[Records from a data source]
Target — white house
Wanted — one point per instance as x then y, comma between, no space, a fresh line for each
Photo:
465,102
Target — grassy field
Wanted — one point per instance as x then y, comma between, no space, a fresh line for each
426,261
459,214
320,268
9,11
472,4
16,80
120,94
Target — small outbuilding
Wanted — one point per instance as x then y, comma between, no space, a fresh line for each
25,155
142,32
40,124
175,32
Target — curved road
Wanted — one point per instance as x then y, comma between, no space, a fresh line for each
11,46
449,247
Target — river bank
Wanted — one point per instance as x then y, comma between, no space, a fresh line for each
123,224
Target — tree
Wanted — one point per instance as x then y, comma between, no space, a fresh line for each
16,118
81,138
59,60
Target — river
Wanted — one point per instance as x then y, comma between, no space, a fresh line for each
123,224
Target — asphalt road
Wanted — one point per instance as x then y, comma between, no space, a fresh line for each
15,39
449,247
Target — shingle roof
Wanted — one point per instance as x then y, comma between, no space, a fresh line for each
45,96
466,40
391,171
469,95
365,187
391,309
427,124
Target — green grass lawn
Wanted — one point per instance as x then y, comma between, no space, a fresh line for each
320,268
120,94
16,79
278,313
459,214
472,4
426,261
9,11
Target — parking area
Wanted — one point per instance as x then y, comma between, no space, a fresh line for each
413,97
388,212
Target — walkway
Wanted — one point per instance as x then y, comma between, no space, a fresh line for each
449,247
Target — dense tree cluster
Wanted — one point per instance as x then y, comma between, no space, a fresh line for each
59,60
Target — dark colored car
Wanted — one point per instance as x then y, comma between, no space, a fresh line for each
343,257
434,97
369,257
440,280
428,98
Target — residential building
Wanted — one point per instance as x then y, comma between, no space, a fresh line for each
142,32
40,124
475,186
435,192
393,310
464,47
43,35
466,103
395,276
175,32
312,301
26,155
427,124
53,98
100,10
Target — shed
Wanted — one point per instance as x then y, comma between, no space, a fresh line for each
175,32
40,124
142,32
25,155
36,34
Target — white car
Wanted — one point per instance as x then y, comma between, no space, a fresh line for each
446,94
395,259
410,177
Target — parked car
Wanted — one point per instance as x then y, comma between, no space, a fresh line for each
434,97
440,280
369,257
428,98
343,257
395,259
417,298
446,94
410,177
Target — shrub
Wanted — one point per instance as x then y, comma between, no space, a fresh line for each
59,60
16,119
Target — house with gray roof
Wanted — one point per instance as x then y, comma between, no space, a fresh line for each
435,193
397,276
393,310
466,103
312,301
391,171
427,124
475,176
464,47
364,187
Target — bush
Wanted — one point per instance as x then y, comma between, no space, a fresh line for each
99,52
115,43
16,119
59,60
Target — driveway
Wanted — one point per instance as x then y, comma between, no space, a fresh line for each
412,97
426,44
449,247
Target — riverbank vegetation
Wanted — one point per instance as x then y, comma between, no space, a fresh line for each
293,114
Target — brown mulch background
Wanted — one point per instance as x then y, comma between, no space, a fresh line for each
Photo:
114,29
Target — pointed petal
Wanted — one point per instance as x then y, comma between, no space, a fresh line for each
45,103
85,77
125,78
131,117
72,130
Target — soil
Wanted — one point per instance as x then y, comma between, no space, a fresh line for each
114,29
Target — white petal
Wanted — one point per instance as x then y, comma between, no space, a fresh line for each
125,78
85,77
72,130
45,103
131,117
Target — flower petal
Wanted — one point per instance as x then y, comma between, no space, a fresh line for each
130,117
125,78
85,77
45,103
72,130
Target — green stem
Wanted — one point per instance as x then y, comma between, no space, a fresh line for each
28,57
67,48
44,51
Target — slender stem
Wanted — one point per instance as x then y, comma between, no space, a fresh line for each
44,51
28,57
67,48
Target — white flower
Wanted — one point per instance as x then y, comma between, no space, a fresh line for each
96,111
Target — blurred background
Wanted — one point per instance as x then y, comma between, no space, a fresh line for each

• Task item
When the word "background" occurs in a line above, list that line.

• The completed task
Target — brown mulch background
Target — blurred background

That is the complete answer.